SHORT EXERCISE: Can you lay out the lines below as a JSON list of strings, with one string for each line and any blank lines left out?
>> BEGIN MATERIAL
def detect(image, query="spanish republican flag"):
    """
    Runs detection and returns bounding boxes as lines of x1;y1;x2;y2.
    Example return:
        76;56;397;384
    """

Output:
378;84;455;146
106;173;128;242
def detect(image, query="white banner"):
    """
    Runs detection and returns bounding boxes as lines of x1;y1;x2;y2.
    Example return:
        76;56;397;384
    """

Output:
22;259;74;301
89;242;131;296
>> END MATERIAL
WRITTEN ANSWER:
[
  "def detect(image, query=\"spanish republican flag\"):",
  "    \"\"\"",
  "    Runs detection and returns bounding boxes as lines of x1;y1;x2;y2.",
  "    Example return:",
  "        76;56;397;384",
  "    \"\"\"",
  "Output:",
  "378;84;455;146",
  "106;173;128;242",
  "def detect(image, query=\"white banner\"):",
  "    \"\"\"",
  "    Runs detection and returns bounding boxes as lines of x1;y1;x2;y2.",
  "    Example return:",
  "        76;56;397;384",
  "    \"\"\"",
  "Output:",
  "22;259;74;301",
  "89;242;131;296"
]